▶ What you need to do: Transcribe the records word for word, leaving nothing out.

Saved entries:
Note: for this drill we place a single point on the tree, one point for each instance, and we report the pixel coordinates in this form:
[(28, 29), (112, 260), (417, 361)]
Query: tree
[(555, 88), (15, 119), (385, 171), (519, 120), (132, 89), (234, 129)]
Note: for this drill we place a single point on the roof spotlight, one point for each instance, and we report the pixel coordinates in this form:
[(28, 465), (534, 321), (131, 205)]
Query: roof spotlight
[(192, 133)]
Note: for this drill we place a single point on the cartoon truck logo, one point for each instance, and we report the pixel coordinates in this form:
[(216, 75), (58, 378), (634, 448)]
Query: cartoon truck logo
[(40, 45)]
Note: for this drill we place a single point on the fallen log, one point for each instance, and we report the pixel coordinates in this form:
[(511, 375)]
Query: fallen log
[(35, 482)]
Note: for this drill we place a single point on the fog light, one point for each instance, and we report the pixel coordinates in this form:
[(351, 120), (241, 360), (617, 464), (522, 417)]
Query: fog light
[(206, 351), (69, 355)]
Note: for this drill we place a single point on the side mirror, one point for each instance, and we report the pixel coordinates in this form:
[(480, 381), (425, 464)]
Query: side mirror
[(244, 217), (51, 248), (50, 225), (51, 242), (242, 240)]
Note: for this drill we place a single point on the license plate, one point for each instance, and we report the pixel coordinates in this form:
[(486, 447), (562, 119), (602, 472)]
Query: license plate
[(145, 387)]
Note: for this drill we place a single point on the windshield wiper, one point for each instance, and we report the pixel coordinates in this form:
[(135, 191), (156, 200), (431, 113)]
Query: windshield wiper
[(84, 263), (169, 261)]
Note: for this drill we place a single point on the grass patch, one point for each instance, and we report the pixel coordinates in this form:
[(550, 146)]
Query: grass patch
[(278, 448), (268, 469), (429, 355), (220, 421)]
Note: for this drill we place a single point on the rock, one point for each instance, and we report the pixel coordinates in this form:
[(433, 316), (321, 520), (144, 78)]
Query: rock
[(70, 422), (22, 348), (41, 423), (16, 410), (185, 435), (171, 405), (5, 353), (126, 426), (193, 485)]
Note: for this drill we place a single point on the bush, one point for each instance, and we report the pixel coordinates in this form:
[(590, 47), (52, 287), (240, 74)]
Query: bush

▶ Exercise output:
Note: for this drill we place a single point on the tree, one point for each instance, and we report the pixel coordinates in this form:
[(28, 29), (112, 260), (417, 361)]
Query: tree
[(555, 88), (15, 119), (385, 171), (519, 120), (132, 89), (234, 129)]
Note: for this drill we place a single point on the roof spotlight, one point for each instance, and we report the pixel coordinates in this form:
[(28, 465), (534, 321), (131, 205)]
Query: roof spotlight
[(192, 133)]
Note: for this drill we place a single point on the cartoon truck logo, one point for each instance, and we report the pixel coordinates in this form:
[(216, 75), (58, 378), (634, 448)]
Query: cartoon truck logo
[(40, 45)]
Note: for this drill we place a single point on the fallen log, one point for each instance, and we report the pixel coordinates in this form:
[(511, 375)]
Query: fallen log
[(35, 482)]
Note: for this drill we place a single point on the fog light, one point for each instance, and we report the pixel coordinates in this form:
[(351, 120), (241, 360), (617, 464), (522, 417)]
Query: fog light
[(206, 351), (69, 355)]
Note: for this drill we place a single point on the side mirror, one point for each instance, and we report the pixel coordinates in this form:
[(480, 381), (425, 464)]
Query: side mirror
[(244, 217), (51, 248), (50, 225), (51, 242), (242, 240)]
Note: for this drill we place a single point on the license plate, one point for each instance, and we report the pixel coordinates in this form:
[(486, 447), (562, 119), (602, 472)]
Query: license plate
[(145, 387)]
Note: for this drill we place a single point on the windshield wiper, one point for each instance, and we report the pixel coordinates in this form:
[(135, 191), (156, 200), (431, 113)]
Query: windshield wiper
[(84, 263), (169, 261)]
Note: for this drill we place a single point on the grass patch, one point for each instance, and we report the pixel coordinates in this form:
[(550, 146)]
Query: grass patch
[(278, 448), (268, 469), (429, 355), (220, 421)]
Note: for this drill we place a single point on the rock, one point for each instance, and we report the pixel coordinates in this form:
[(433, 316), (321, 520), (144, 78)]
Query: rock
[(70, 422), (22, 348), (41, 423), (16, 410), (185, 435), (171, 405), (5, 353), (126, 426), (193, 485)]
Note: for this drill we place a single point on the bush, one point for each instance, and we report the pixel coordinates in this form:
[(590, 47), (52, 287), (240, 74)]
Query: bush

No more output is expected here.